== SUPPLIED MATERIAL

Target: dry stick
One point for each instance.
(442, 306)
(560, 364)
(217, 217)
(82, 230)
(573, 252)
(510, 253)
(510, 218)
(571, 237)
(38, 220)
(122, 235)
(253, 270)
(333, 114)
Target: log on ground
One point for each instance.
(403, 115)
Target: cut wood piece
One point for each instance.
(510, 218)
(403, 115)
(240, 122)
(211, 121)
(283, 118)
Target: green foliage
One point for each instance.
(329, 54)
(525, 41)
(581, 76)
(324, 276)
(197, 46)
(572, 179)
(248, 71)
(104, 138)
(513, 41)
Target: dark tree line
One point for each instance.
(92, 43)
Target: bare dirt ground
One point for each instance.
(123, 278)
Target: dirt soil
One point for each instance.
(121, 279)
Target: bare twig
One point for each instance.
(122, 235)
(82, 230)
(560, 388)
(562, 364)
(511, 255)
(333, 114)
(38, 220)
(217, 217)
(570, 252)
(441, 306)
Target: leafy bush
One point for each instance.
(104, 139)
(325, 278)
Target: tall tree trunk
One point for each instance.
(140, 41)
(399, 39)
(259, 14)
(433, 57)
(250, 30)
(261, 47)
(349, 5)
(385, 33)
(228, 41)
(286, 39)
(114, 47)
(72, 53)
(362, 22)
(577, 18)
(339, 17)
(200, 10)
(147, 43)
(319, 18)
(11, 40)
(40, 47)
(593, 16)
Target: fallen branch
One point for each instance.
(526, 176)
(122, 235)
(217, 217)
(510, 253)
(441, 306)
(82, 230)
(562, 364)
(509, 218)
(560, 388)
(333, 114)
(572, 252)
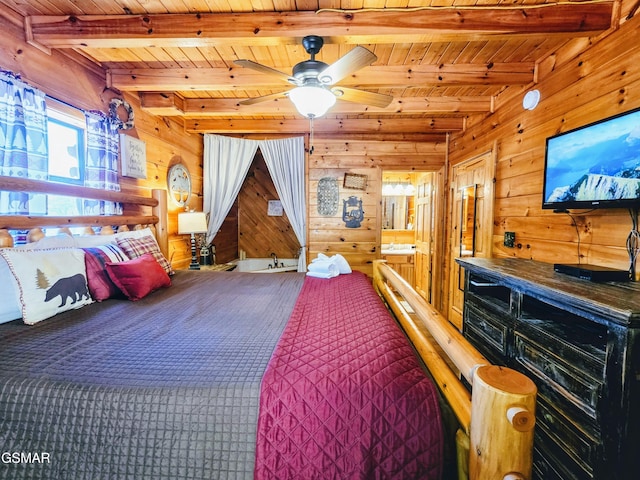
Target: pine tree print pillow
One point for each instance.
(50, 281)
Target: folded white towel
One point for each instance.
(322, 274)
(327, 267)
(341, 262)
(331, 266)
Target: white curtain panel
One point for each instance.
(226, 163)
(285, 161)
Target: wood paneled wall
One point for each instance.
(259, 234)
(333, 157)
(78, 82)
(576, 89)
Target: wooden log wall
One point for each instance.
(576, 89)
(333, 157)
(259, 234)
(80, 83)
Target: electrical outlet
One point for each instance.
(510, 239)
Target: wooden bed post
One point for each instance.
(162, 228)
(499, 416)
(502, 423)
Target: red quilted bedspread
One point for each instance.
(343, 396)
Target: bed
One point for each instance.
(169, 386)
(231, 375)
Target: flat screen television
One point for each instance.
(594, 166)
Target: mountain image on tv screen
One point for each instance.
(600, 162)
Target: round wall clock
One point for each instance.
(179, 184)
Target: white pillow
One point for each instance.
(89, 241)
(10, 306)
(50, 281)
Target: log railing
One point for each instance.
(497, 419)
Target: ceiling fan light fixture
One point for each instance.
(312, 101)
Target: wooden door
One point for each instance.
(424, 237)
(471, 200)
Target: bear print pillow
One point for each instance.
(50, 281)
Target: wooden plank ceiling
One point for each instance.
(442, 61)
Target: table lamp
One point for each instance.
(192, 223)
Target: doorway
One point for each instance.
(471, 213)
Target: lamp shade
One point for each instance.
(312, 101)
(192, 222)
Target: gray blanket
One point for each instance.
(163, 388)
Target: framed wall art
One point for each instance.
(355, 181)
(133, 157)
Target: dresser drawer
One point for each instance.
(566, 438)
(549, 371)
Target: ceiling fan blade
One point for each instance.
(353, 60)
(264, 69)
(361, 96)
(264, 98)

====
== SUPPLIED MATERIAL

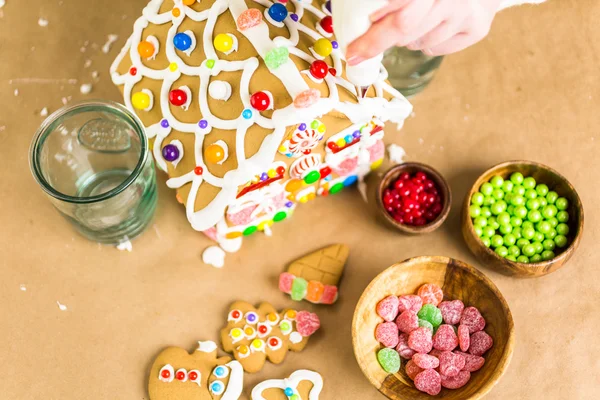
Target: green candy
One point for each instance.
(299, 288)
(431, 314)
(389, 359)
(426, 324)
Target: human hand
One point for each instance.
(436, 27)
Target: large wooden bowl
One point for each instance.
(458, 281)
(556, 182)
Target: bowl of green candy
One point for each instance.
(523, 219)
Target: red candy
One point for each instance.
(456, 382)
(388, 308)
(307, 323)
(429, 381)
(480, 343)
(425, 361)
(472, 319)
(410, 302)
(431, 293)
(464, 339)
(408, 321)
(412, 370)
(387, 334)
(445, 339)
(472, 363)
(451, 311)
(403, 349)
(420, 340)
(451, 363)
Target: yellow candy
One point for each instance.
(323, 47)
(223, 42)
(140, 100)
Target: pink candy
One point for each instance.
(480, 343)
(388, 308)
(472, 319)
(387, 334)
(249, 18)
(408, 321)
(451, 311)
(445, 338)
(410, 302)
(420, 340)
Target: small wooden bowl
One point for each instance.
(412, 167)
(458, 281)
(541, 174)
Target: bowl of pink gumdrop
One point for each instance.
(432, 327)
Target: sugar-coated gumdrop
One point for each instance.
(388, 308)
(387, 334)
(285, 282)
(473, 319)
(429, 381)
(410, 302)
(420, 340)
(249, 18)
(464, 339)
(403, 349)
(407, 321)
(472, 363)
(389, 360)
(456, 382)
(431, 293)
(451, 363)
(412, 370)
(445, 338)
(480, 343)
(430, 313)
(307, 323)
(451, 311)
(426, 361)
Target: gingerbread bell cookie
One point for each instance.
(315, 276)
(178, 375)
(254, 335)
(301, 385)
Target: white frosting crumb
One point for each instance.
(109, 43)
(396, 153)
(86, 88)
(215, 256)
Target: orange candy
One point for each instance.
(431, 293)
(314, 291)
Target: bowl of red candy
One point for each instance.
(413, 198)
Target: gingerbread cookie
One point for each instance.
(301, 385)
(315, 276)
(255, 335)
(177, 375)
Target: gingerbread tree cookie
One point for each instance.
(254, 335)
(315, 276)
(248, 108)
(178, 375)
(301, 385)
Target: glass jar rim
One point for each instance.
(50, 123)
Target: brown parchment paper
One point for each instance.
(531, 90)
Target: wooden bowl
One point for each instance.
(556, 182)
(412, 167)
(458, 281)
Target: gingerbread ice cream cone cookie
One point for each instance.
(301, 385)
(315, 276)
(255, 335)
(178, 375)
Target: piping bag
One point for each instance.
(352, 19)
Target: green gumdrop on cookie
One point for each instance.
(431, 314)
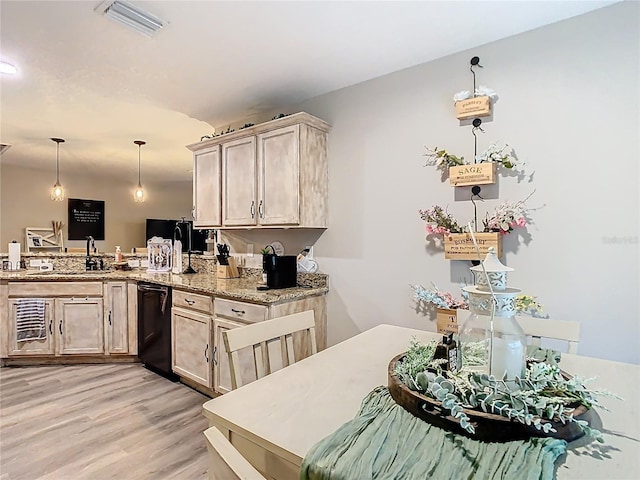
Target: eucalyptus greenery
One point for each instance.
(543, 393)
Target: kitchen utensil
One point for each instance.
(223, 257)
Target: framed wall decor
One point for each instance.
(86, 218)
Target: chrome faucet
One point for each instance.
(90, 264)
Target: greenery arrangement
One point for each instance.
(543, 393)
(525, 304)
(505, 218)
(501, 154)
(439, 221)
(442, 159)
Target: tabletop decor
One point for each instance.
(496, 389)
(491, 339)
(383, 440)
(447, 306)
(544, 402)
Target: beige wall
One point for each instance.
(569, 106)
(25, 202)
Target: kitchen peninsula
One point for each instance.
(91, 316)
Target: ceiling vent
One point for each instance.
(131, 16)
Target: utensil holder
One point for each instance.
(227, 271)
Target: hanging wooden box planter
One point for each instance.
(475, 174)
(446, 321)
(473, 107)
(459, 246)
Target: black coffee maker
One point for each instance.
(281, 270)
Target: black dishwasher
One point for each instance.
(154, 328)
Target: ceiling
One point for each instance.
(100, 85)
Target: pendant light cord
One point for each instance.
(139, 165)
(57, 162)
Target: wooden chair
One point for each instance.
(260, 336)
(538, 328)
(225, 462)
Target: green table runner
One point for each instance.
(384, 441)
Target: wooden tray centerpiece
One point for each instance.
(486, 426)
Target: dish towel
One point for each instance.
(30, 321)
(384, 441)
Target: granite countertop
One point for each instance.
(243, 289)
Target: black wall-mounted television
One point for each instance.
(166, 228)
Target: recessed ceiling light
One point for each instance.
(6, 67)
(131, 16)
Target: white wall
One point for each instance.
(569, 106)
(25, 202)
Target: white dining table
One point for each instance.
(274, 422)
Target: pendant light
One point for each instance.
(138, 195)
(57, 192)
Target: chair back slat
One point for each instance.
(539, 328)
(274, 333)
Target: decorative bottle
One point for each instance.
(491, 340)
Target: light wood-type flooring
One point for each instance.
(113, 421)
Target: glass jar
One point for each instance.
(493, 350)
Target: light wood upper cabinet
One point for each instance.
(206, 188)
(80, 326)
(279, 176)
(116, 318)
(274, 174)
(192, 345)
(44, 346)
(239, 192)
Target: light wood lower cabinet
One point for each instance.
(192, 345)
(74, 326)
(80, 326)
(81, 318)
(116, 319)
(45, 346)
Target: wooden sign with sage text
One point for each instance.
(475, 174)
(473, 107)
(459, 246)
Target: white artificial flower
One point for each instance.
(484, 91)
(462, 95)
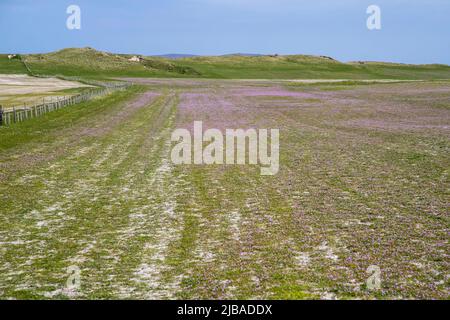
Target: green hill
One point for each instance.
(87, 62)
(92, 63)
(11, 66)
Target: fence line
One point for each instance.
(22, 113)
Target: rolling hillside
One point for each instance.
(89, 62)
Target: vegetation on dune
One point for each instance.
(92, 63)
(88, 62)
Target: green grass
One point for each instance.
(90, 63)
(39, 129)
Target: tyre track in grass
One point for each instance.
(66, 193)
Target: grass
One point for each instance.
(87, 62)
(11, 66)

====
== SUPPLIED MATERIAL

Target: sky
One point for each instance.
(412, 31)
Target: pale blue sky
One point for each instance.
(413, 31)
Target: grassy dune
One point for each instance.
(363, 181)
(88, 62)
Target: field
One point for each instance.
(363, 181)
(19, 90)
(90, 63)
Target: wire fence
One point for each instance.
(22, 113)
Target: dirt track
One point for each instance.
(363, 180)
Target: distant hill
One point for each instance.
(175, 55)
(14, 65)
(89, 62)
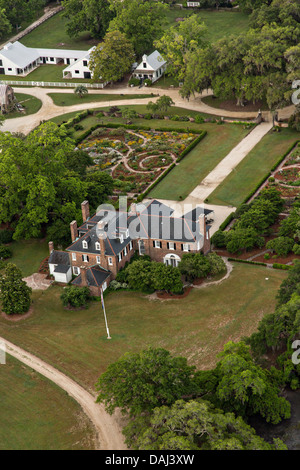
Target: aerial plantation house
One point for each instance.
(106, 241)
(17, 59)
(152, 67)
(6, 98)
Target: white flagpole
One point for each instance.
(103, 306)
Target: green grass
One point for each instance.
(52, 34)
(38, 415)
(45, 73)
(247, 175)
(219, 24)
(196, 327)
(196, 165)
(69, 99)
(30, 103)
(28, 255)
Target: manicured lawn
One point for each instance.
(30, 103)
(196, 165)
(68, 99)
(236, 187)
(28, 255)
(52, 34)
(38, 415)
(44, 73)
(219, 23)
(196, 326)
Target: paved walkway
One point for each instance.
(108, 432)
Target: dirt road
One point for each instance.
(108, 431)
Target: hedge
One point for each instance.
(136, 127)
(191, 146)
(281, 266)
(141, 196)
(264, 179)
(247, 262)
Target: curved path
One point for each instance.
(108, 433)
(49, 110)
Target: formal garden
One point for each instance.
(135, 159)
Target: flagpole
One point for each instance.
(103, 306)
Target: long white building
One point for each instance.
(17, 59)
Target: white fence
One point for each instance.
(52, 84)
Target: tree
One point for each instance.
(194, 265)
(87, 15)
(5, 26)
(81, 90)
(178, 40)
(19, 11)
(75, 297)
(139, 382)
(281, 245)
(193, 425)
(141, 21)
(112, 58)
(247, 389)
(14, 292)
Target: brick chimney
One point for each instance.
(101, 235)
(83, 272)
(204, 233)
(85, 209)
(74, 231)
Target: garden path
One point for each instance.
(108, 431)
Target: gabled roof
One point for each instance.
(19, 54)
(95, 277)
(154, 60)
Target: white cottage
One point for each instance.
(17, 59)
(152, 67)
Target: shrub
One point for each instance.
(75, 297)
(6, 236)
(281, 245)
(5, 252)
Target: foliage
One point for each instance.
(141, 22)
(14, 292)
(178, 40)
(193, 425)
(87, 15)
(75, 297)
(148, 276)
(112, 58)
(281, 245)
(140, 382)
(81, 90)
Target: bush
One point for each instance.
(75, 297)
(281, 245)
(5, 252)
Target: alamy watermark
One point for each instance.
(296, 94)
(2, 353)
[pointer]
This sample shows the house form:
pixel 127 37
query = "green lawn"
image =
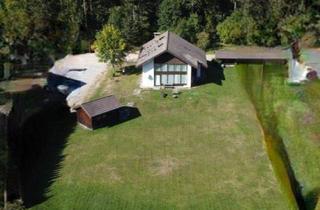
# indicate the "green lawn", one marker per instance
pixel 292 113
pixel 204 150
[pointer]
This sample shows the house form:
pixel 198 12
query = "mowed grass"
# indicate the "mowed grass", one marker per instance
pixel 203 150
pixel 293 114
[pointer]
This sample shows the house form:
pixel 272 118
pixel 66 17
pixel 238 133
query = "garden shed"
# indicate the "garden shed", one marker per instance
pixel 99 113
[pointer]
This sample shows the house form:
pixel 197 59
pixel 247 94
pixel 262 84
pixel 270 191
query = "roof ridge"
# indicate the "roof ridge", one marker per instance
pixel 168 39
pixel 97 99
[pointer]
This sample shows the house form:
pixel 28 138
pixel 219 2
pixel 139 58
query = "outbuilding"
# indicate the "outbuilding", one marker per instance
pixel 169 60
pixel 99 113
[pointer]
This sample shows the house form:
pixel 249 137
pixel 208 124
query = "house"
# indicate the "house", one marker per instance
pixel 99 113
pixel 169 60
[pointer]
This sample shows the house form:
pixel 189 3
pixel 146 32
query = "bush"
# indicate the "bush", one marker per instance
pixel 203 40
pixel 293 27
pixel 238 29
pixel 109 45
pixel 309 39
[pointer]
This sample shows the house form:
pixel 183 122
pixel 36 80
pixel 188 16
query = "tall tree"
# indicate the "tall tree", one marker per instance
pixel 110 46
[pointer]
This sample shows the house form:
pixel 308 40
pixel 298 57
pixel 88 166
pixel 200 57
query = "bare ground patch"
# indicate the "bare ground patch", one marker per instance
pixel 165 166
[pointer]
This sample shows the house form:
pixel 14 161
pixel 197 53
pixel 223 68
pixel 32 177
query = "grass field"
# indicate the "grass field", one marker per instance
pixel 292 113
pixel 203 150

====

ASSIGNMENT >> Where the listing above has a line with "Target: dry stick", start there, and output every line exactly through the line with "Target: fallen branch", which is also included.

ANSWER AREA >>
Target: dry stick
One point for each instance.
(442, 306)
(560, 364)
(217, 217)
(82, 230)
(573, 252)
(510, 253)
(510, 218)
(571, 237)
(38, 220)
(122, 235)
(253, 270)
(333, 114)
Target: log on ground
One point for each instance.
(403, 115)
Target: cut wood piece
One point for each instance.
(510, 218)
(403, 115)
(240, 122)
(211, 121)
(283, 118)
Target: green foliage
One point for each instance.
(329, 54)
(525, 41)
(581, 76)
(324, 276)
(197, 46)
(572, 179)
(248, 71)
(104, 138)
(513, 41)
Target: dark tree line
One point for each instance.
(92, 43)
Target: bare dirt ground
One point for each instance.
(123, 278)
Target: dirt soil
One point for each instance.
(121, 279)
Target: bare twig
One point for each instance.
(122, 235)
(82, 230)
(560, 388)
(562, 364)
(511, 255)
(333, 114)
(38, 220)
(217, 217)
(570, 252)
(441, 306)
Target: leafy bush
One point for each instance.
(104, 139)
(325, 278)
Target: tall tree trunk
One point for each instance.
(140, 41)
(399, 39)
(259, 14)
(433, 57)
(250, 30)
(261, 47)
(349, 5)
(385, 33)
(228, 41)
(286, 39)
(114, 47)
(72, 53)
(362, 22)
(577, 18)
(339, 17)
(200, 10)
(147, 43)
(319, 18)
(11, 40)
(40, 47)
(593, 16)
Target: fallen branch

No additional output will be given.